Page text:
┄┄┄┄┄┄

In these essays, Farber seeks the underlying coherence in a wide range of experiences by making good use of a single concept, namely will. In its appropriate use, he tells us, will is joined to other faculties, like intelligence, judgment, and imagination. Its presence is neither insistent nor forced, but quietly carries us in a particular direction, helping to determine the course our life takes. In its inappropriate use, will separates itself from these other faculties, becoming bloated and overbearing, as it attempts to subject all aspects of experience to itself. Farber concedes that certain goals are more or less amenable to the relatively isolated action of will, while insisting that others become irrevocably distorted when subject to its influence: “I can will knowledge, but not wisdom; going to bed, but not sleeping; eating, but not hunger; meekness, but not humility; scrupulosity, but not virtue; self“assertion or bravado, but not courage; lust, but not love; commiseration, but not sympathy; congratulations, but not admiration; religiosity, but not faith; reading, but not understanding.”

As we read this list, we notice how the second term of each pair, the one not amenable to will, is, because it is more desirable, the more tempting to will. It is precisely in this temptation to will what can’t be willed that Farber locates our most poignant distress. It is, of course, fair to ask how, if not through will, these most desirable qualities of being arise. Beyond that, we might wonder what about these qualities makes them out of reach, at least when willfully sought.

┄┄┄┄┄┄

Record excerpts:
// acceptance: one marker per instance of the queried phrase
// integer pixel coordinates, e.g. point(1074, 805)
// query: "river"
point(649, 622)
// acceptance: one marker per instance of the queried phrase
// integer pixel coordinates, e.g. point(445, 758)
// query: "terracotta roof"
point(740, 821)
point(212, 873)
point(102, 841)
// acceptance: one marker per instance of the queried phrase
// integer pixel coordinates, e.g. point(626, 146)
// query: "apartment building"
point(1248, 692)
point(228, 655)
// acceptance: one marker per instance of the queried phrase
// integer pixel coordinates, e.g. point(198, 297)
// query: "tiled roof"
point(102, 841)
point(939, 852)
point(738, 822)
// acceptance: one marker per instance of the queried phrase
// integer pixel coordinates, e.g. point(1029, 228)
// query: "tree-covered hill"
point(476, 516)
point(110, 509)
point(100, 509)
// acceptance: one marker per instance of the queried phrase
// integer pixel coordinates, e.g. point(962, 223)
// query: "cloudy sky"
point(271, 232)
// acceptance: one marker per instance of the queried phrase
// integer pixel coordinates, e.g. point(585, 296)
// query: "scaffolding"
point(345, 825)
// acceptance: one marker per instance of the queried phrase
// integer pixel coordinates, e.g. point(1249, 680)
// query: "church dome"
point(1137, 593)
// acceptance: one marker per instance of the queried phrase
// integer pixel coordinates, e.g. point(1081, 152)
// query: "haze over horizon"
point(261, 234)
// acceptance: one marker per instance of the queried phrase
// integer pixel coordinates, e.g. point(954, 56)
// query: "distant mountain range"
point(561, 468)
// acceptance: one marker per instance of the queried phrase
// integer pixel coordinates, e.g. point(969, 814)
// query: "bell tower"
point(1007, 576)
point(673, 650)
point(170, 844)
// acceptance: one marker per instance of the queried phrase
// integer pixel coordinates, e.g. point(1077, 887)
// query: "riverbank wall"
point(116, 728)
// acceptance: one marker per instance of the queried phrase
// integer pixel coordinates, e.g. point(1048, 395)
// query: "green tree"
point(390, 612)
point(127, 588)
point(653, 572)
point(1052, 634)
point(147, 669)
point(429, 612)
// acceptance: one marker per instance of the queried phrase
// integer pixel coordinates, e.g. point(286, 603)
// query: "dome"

┄┄┄┄┄┄

Exercise:
In the text on will, which faculties is will joined to when it is used appropriately?

Task response:
Intelligence, judgment, and imagination.